# [Exercise directions]
Please recast the records from the line containing "of the green" down through the line containing "[(735, 519)]", both lines included, as a JSON list of strings with one string per line and no blank lines.

= = = = =

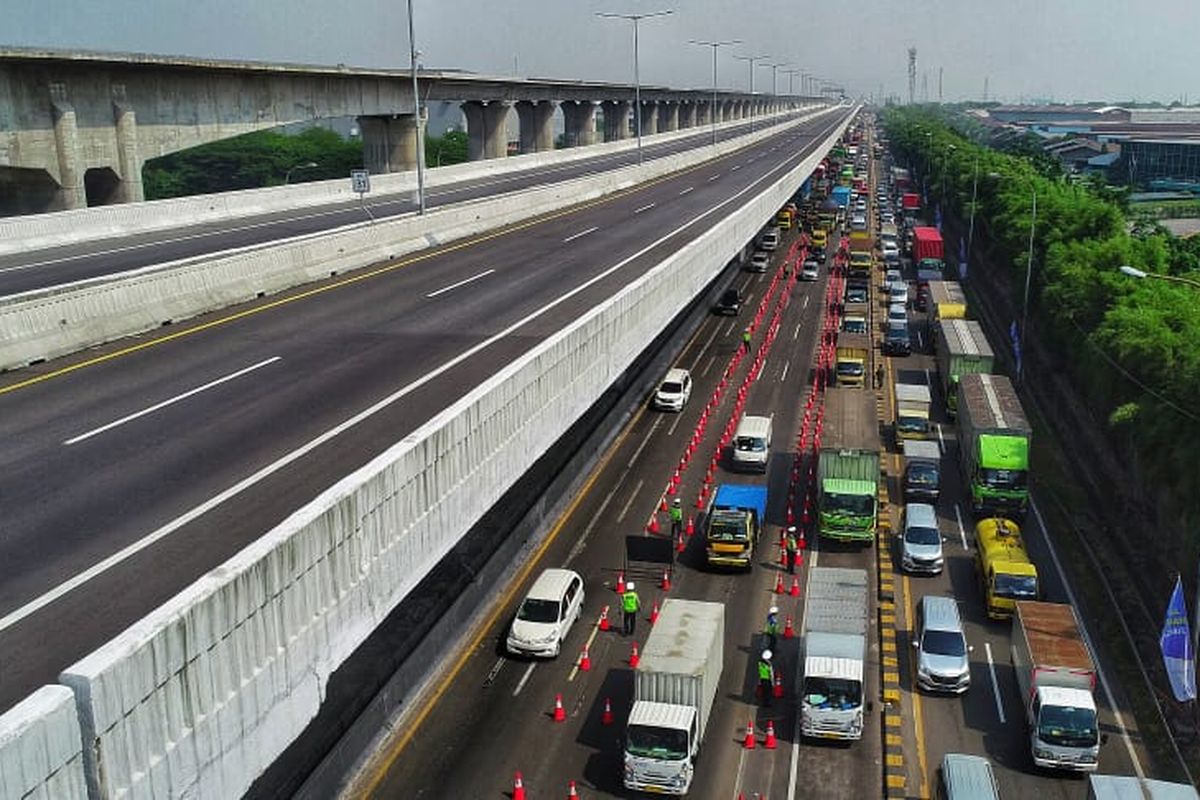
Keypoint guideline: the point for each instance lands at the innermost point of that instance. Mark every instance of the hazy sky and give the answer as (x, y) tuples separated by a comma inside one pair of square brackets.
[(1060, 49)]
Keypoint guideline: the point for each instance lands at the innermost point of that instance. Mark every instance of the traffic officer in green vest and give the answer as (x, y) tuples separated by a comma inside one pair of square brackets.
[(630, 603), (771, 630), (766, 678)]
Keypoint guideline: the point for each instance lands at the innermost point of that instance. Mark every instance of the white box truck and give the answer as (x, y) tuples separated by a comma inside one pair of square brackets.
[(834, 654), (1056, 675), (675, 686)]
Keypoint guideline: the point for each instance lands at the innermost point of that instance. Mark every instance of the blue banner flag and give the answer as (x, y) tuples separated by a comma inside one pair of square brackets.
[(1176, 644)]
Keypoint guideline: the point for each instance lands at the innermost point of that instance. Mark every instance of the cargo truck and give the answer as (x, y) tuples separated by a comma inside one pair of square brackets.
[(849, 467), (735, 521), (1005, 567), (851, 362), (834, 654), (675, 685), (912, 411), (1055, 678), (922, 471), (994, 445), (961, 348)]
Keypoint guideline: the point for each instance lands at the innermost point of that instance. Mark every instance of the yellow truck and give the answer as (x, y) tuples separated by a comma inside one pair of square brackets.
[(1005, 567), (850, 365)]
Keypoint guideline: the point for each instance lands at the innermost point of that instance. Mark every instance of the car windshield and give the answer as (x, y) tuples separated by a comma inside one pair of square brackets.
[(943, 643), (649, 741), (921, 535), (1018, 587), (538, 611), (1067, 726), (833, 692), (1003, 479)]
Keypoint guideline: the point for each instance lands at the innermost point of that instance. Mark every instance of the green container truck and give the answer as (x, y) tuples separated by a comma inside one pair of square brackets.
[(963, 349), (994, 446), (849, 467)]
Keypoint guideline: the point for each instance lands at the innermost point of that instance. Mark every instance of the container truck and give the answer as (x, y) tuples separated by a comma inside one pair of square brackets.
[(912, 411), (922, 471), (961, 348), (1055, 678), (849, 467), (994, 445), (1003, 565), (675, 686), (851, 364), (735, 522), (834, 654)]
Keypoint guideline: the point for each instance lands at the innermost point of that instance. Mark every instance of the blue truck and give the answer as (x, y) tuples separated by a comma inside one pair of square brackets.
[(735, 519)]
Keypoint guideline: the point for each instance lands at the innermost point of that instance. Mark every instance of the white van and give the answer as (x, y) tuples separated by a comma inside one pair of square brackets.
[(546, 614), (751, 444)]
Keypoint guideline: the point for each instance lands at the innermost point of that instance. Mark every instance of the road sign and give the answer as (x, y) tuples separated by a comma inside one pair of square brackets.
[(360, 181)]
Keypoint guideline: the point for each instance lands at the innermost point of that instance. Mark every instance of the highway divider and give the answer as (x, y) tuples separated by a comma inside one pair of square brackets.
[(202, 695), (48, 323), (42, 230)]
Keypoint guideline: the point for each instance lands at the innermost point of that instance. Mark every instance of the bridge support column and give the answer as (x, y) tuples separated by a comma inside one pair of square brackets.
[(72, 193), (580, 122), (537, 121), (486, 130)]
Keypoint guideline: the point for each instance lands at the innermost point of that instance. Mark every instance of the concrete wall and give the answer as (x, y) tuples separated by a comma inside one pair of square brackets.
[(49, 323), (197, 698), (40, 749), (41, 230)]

= = = = =

# [Output below]
[
  "Keypoint guideline: the point for each instance lands at the innermost point of that instance. Mark every instance of the green container truck and give the answer as (x, y) tuples separated by a comma inside one pair of square brackets.",
  "[(963, 349), (994, 446), (849, 467)]",
  "Keypoint guideline: the point for each instance lands at the innermost point of that instance. Mark every instance of the container truck and give the answer as (x, y) tuples separated by a comma inside one pair of square brackets.",
  "[(912, 411), (922, 471), (961, 348), (1055, 678), (849, 467), (994, 445), (1003, 565), (675, 686), (851, 364), (735, 522), (834, 654)]",
  "Keypoint guideline: the point for each instance lands at the innermost point of that instance. Mark every instance of the blue truck and give the answer as (x, y) tuples separated by a comma inside one pair of square brackets.",
  "[(735, 519)]"
]